### Document segment
▬▬▬▬▬▬

A: To get away from the sound.

A BORING LIFE
Two old men were sitting on a park bench outside the local town hall where a flower show was in progress. One leaned over the other and said, "Life is so boring, we never have any fun these days. For five bucks, I'd take my clothes off and streak through the flower show!" "You're on!" said the other guy, holding up five dollars. As fast as he could, the first old man fumbled his way out of his clothes and, completely naked, streaked through the front door of the town hall. His friend heard a huge commotion inside the hall, followed by loud applause. The streaker burst out through the door surrounded by a cheering crowd. "Wow, what happened?" asked his friend. "It was great!" he said, "I won first prize for best dried arrangement!"

RETIREMENT
Did you hear about the flasher who was thinking of retiring? He decided to stick it out for one more year.

I WISH
Two intoxicated men were thrown out of a bar. While walking down the street, they came across a dog, sitting on the curb, licking its privates. The men stand there watching, and after awhile one says, "Boy, I sure wish I could do that." The other man looks at him and says, "Well, I think I'd pet him first."

EXTRA STRENGTH
A guy walks into a drugstore and says to the pharmacist, "Listen, I'm having three girls over tonight. I need help." The pharmacist hands the guy Viagra Extra Strength and says, "Take all these and you'll go berserk for 12 hours." The next day the same guy walks into the drugstore, limps up to the pharmacist, and drops his pants. His penis is all bruised and tied in a knot, and skin is hanging off in some places. He says, "Give me a tube of Icy Hot." The pharmacist replies in horror, "You can't put Icy Hot on that!" "No, it's for my wrists," the guy moans. "The girls never showed up."

▬▬▬▬▬▬

### Explore the material
(1) Return the stretch of the joke collection from "A: To get away" through "one more year.", copied word for word.
(2) Supply the next part of the joke collection, beginning right after its final sentence.

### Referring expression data
▬▬▬▬▬▬

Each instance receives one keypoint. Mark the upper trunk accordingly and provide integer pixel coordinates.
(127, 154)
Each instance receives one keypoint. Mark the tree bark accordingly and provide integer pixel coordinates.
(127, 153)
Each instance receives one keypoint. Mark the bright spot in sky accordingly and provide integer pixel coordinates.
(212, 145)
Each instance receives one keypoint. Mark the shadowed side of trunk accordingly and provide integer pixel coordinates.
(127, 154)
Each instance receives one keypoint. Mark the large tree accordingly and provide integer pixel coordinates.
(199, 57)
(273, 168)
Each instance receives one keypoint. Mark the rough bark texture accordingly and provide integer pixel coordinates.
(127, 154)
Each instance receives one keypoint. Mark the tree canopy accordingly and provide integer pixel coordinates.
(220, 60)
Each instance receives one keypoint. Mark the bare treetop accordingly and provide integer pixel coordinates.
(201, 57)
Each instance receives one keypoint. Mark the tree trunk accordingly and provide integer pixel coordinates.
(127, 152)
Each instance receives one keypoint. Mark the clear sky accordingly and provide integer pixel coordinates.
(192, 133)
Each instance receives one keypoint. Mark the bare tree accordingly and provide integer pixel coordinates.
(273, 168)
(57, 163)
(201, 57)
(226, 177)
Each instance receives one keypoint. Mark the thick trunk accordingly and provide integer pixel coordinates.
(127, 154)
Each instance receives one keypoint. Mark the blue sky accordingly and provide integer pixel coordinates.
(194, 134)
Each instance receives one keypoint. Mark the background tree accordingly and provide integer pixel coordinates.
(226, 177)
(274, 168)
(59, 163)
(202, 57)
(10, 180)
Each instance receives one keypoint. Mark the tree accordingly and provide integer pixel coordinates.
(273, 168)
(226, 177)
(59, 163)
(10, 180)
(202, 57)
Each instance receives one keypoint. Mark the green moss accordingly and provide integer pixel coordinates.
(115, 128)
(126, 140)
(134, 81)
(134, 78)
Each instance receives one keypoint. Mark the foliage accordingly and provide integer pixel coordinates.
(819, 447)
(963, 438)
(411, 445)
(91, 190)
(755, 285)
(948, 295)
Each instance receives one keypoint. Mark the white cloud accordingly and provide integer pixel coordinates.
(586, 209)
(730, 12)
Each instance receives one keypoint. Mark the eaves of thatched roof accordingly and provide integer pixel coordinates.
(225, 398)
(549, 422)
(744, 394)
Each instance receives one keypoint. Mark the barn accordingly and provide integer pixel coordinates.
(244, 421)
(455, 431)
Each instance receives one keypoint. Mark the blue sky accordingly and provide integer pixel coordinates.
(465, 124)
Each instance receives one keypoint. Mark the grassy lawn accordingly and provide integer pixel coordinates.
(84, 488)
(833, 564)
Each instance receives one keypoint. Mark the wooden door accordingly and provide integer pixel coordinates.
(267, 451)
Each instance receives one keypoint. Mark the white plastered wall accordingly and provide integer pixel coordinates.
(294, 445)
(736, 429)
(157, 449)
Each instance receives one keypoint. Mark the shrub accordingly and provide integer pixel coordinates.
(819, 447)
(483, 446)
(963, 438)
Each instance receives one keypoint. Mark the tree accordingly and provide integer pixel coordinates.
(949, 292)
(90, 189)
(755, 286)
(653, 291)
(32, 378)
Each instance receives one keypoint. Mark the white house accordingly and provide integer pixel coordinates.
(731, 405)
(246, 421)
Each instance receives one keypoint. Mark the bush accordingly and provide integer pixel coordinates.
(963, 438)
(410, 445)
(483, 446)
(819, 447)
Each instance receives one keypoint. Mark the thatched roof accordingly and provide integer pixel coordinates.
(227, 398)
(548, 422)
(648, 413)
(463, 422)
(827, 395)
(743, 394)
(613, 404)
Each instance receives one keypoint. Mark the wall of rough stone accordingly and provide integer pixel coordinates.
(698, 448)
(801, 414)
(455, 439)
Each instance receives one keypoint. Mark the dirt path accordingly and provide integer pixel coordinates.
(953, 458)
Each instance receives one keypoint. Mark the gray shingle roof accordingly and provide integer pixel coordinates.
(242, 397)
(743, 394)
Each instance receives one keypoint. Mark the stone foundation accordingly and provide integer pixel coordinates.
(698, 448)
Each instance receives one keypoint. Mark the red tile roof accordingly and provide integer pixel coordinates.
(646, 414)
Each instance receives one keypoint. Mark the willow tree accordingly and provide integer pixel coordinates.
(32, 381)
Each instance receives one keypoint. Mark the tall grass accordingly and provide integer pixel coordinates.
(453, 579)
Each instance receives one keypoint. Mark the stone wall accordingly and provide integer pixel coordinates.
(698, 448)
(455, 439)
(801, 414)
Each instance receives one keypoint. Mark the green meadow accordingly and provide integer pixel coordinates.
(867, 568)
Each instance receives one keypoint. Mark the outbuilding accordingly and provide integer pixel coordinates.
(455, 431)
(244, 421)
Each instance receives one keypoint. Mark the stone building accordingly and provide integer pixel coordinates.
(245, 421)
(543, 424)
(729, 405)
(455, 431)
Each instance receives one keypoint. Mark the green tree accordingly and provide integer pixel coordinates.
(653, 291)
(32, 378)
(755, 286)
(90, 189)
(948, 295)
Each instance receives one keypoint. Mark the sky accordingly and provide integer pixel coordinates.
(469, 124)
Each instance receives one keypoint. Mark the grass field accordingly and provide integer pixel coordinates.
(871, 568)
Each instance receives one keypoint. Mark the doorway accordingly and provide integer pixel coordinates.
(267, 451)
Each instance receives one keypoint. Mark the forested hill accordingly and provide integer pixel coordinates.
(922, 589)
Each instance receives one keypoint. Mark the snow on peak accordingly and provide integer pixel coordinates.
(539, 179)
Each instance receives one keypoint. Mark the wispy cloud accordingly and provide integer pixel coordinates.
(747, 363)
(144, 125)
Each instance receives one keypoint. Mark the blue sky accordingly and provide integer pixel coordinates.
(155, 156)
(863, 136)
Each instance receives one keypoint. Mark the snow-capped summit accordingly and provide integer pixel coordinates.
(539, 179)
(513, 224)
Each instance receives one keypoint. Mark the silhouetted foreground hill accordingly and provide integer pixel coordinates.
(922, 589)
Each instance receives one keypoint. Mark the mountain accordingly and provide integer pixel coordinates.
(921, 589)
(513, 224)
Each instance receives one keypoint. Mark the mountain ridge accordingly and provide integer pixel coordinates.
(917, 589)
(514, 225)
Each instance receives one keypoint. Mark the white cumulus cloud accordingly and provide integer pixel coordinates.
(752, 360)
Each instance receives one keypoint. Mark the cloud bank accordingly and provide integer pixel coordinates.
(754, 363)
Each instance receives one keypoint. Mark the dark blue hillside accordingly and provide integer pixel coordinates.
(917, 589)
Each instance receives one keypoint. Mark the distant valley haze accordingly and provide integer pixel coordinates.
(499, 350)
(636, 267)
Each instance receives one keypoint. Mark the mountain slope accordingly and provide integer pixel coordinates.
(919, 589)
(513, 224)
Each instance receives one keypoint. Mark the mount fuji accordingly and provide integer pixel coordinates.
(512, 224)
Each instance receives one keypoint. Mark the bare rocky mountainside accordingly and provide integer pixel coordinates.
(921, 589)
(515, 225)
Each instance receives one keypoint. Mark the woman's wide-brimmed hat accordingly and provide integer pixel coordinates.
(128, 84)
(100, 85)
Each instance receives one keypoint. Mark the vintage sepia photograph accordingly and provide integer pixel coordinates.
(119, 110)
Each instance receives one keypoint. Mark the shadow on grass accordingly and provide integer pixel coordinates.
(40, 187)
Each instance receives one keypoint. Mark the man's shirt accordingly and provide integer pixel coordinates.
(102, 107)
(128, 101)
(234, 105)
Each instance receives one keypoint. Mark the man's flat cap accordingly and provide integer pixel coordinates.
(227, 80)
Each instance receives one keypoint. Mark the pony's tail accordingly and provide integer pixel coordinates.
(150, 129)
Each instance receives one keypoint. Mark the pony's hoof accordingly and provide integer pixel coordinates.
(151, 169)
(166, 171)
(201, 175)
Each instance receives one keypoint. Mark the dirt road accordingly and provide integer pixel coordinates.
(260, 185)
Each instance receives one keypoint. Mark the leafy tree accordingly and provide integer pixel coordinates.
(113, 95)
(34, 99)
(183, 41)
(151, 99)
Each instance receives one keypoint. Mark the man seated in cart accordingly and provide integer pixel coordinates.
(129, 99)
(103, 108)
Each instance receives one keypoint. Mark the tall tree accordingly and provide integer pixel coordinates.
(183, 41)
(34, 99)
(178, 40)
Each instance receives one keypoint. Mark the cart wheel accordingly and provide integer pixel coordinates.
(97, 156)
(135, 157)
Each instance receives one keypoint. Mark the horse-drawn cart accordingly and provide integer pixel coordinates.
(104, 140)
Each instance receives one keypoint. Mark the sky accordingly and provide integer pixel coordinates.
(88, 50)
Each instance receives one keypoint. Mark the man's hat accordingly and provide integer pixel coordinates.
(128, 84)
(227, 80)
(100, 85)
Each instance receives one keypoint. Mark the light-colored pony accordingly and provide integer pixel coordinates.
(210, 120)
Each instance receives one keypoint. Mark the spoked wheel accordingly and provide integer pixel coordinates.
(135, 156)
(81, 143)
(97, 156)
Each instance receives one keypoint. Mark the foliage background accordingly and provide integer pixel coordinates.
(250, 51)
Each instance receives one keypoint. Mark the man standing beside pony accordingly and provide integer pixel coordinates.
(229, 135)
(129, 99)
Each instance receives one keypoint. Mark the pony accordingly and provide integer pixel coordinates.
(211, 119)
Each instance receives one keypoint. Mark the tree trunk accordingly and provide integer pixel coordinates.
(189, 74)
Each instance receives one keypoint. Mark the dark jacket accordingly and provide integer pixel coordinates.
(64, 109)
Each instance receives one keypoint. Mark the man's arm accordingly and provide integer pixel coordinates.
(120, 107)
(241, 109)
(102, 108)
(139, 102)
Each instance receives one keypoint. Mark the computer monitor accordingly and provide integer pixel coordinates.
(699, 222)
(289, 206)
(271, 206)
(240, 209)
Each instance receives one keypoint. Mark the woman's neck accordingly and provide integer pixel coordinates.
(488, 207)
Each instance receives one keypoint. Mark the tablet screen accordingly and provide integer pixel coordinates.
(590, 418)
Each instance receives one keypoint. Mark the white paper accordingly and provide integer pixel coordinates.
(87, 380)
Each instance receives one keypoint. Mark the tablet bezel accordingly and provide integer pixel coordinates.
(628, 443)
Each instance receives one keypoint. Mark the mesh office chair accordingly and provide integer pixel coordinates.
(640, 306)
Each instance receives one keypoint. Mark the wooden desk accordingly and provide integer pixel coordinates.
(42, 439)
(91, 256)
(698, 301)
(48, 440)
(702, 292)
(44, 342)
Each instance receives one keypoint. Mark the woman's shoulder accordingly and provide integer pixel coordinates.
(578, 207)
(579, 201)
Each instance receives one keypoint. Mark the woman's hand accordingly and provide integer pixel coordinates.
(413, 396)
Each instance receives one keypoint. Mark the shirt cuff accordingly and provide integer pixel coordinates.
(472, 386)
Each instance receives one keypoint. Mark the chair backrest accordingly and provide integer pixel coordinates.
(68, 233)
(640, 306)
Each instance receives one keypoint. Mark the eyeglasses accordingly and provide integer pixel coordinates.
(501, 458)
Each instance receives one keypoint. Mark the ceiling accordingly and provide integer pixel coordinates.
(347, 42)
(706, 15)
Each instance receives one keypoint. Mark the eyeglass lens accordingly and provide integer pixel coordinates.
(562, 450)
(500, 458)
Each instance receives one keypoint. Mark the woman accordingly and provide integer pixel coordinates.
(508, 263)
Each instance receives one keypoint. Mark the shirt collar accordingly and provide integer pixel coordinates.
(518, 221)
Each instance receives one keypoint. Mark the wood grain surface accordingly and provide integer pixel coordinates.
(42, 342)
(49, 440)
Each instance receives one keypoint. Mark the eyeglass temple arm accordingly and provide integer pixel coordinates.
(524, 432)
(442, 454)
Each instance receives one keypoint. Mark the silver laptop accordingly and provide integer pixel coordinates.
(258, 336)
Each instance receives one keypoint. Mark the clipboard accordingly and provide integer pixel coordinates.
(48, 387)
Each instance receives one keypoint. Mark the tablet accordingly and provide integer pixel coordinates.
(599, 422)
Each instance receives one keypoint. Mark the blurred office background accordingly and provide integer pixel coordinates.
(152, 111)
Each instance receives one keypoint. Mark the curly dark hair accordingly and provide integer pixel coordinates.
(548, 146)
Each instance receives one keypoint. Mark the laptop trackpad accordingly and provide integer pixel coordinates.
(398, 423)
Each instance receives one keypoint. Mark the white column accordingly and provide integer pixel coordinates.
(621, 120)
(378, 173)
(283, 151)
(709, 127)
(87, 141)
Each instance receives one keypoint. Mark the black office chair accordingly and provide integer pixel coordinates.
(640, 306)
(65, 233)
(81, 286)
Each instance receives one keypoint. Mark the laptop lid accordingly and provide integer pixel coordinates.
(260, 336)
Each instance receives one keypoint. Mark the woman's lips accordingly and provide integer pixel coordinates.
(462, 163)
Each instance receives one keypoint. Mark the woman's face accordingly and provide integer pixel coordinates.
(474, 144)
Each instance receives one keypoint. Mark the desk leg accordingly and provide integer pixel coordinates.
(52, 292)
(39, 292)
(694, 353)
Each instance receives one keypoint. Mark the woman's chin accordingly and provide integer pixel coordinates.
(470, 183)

▬▬▬▬▬▬

### Responses by item number
(1)
A: To get away from the sound.

A BORING LIFE
Two old men were sitting on a park bench outside the local town hall where a flower show was in progress. One leaned over the other and said, "Life is so boring, we never have any fun these days. For five bucks, I'd take my clothes off and streak through the flower show!" "You're on!" said the other guy, holding up five dollars. As fast as he could, the first old man fumbled his way out of his clothes and, completely naked, streaked through the front door of the town hall. His friend heard a huge commotion inside the hall, followed by loud applause. The streaker burst out through the door surrounded by a cheering crowd. "Wow, what happened?" asked his friend. "It was great!" he said, "I won first prize for best dried arrangement!"

RETIREMENT
Did you hear about the flasher who was thinking of retiring? He decided to stick it out for one more year.

(2)
FIRMER
One day, a husband and wife were in the bathroom. The wife got out of the shower and the husband grabbed her boobs and said, "If these were firmer, you wouldn't need a bra." The wife was hurt, but ignored his comment. The next week, the two were in the bathroom again. While the wife was getting out of the shower, he grabbed her rear and said, "If your behind was firmer, you wouldn't need a girdle." The wife plotted her revenge. One day, a week later, as the husband was getting out of the shower, the wife grabbed his manhood and said, "If this was a little bit bigger, I wouldn't need your brother."

LONGER
Q: Why do women take longer than men to reach orgasm?
A: Who cares?

LOWER IT
A 90-year-old man went to see his doctor. The doctor asked him what the problem was. The man replied, "Well, doctor, it's my sex drive." The doctor looked at the man, who was in poor health, could hardly walk and was missing a few teeth, and asked, "What about your sex drive?" The man responded, "I want you to lower it." The confused doctor gave the man a quick exam. Afterward, the doctor was still puzzled about the man's problem. "I'm sorry," the doctor told him, "but I see nothing so extraordinary about your sex drive. It's all in your head." "I know," the man responded. "That's why I want you to lower it!"